§ EXTRACT
=====

Reserves: Definition, SPE-PRMS Classification, and Reporting Standards
CommercialWhat Are Reserves?
Reserves are the estimated quantities of oil, natural gas, and natural gas liquids that are anticipated to be commercially recoverable from known accumulations from a given date forward under existing economic conditions, operating methods, and government regulations — classified as proved (1P), proved plus probable (2P), or proved plus probable plus possible (3P) under the SPE Petroleum Resources Management System — and represent the fundamental measure of an oil and gas company's asset value, underpinning stock market valuation, debt covenants, royalty calculations, and national resource accounting from Alberta to Abu Dhabi.
Key Takeaways
- The SPE-PRMS (Petroleum Resources Management System), jointly published by the Society of Petroleum Engineers, World Petroleum Council, American Association of Petroleum Geologists, and Society of Petroleum Evaluation Engineers, is the global industry standard for reserve classification and reporting — providing consistent definitions used by regulators, investors, and national oil companies worldwide.
- Proved reserves (1P) have a "reasonable certainty" standard — at least 90% probability of recovery under existing economic and operating conditions; probable reserves (2P minus 1P) have at least 50% probability; possible reserves (3P minus 2P) have at least 10% probability, with the increments representing successively lower confidence levels.
- The SEC's Rule 4-10 (Regulation S-X) governs proved reserve disclosures for US-listed companies: reserves must be estimated using 12-month average trailing commodity prices, and proved undeveloped reserves (PUDs) must have a specific development plan with a project to drill within 5 years.

=====

§ DATA PROVIDED

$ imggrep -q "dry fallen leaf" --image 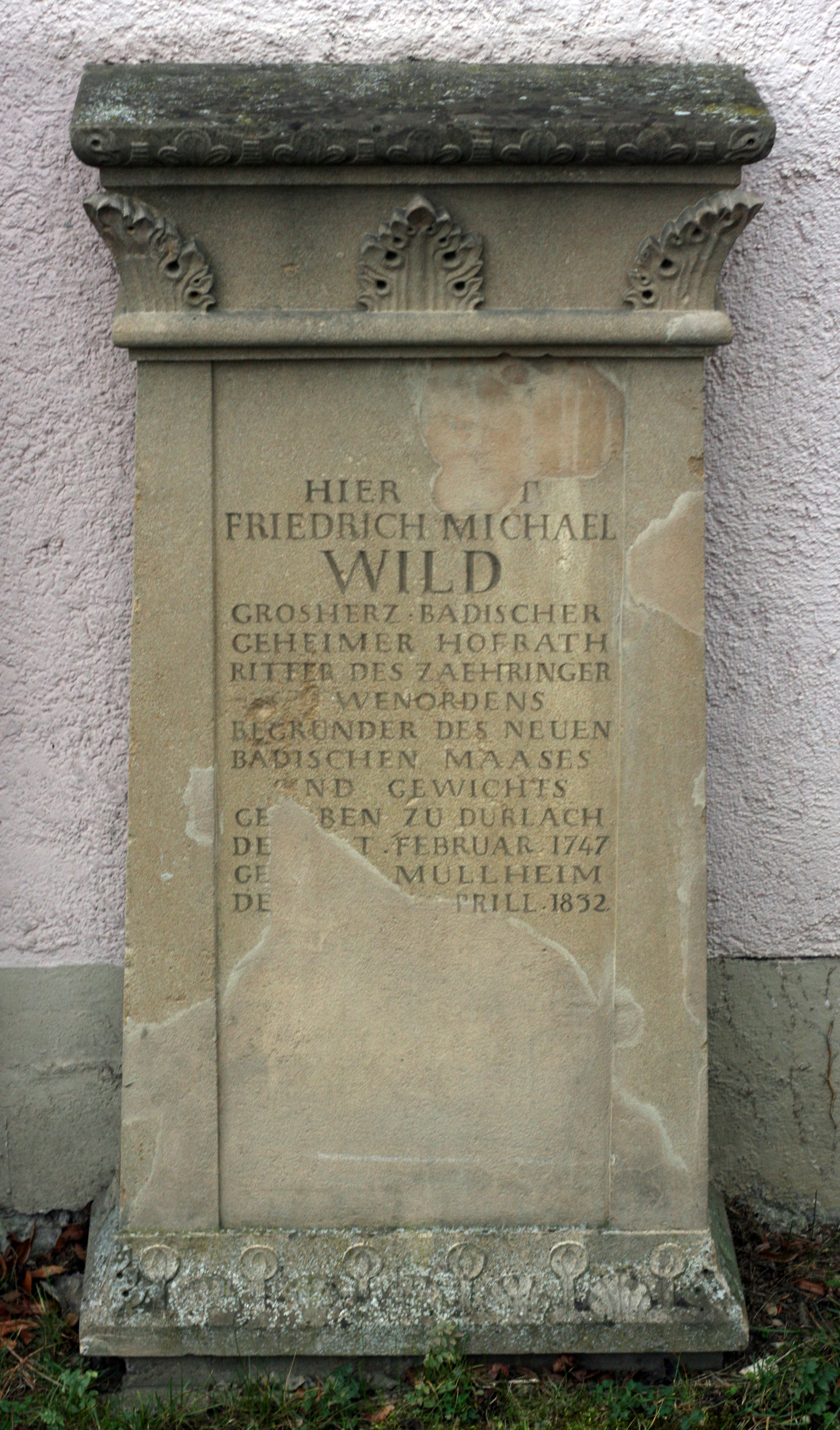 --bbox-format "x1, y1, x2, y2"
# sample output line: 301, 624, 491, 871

=====

§ REQUESTS
**1)** From the text on petroleum reserves, print the span from "Reserves: Definition, SPE-PRMS" up to and including "to Abu Dhabi.".
**2)** Proceed with the text on petroleum reserves, continuing it from the point where it stops.

§ OUTPUTS FOR THE TASKS
**1)**
Reserves: Definition, SPE-PRMS Classification, and Reporting Standards
CommercialWhat Are Reserves?
Reserves are the estimated quantities of oil, natural gas, and natural gas liquids that are anticipated to be commercially recoverable from known accumulations from a given date forward under existing economic conditions, operating methods, and government regulations — classified as proved (1P), proved plus probable (2P), or proved plus probable plus possible (3P) under the SPE Petroleum Resources Management System — and represent the fundamental measure of an oil and gas company's asset value, underpinning stock market valuation, debt covenants, royalty calculations, and national resource accounting from Alberta to Abu Dhabi.

**2)**
- Canada's NI 51-101 (Standards of Disclosure for Oil and Gas Activities) governs reserve disclosures for TSX-listed companies, requiring annual independent reserve evaluations and disclosure of gross and net reserves at 1P, 2P, and 3P levels with NPV at multiple discount rates.
- The difference between reserves and resources is commercial certainty: reserves are commercially recoverable today under current conditions; contingent resources require further development, delineation, or improved economics before they meet the commerciality threshold for reserve classification.
How Reserves Are Estimated
Reserve estimation uses three primary methods: volumetric analysis (estimating in-place volume from reservoir geometry and rock/fluid properties, then applying a recovery factor), decline curve analysis (extrapolating historical production rate trends to an economic abandonment rate), and reservoir simulation (numerical modelling of fluid flow through a 3D geological model calibrated to pressure and production data). For most producing wells, decline curve analysis provides the primary estimate with volumetric methods as a sanity check. For early-stage fields with limited production history, volumetric methods dominate; for mature fields with complex recovery mechanisms, reservoir simulation is used.
Reserve estimates are classified by evidence quality: proved developed producing (PDP) reserves have the highest certainty — they are behind pipe and actively producing; proved developed non-producing (PDNP) reserves are behind pipe but shut-in or waiting on completion; proved undeveloped (PUD) reserves require future well drilling or completion but are supported by well performance or geological control from adjacent wells. The classification distinction matters for valuation: PDP reserves trade at higher multiples per barrel than PUD reserves because the development capital has already been spent and the production certainty is higher.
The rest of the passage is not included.